WORK INSTRUCTIONS: Extract each line in the listing below that contains the word "white", copying it in full.

┌──

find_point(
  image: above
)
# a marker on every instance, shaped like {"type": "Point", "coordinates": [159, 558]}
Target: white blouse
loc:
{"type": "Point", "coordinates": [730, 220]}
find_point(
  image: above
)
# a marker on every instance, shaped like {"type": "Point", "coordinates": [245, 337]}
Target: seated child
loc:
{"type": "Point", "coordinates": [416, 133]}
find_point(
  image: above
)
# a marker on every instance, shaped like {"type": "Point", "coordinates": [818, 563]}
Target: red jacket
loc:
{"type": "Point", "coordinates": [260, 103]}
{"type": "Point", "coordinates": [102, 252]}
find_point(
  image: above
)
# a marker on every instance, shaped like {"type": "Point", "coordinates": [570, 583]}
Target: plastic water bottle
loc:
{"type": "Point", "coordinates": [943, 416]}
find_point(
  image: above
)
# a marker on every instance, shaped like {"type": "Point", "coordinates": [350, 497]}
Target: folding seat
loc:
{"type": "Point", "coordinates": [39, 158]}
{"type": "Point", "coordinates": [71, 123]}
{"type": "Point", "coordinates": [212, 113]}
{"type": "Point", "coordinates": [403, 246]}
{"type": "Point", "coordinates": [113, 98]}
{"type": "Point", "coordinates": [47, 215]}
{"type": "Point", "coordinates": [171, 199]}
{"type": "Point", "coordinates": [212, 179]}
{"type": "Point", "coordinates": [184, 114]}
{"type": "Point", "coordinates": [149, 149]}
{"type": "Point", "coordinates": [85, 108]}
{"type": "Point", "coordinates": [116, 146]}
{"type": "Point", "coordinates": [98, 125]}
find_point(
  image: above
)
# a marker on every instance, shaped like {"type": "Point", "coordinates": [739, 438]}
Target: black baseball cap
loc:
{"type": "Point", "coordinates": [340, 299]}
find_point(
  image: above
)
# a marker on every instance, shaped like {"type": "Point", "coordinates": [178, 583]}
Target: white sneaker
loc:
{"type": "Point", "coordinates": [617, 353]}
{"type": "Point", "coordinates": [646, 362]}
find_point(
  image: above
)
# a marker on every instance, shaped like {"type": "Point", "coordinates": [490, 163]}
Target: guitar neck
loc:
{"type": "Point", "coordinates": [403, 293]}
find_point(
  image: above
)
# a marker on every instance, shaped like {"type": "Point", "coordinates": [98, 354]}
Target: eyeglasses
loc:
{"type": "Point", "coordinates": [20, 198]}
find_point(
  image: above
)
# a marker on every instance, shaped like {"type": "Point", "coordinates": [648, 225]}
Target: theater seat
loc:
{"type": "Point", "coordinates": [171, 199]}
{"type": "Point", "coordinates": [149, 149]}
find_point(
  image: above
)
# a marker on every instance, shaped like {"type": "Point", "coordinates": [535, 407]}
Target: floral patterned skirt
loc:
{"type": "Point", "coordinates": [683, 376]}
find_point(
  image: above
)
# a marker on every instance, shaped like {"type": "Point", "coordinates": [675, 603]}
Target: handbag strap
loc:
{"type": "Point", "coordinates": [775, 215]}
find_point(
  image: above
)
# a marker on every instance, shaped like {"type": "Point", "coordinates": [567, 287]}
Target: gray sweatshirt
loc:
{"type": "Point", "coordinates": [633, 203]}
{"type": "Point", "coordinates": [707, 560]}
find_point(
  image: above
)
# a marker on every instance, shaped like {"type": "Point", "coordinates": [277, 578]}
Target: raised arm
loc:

└──

WRITTEN ANSWER:
Target: white blouse
Target: white sneaker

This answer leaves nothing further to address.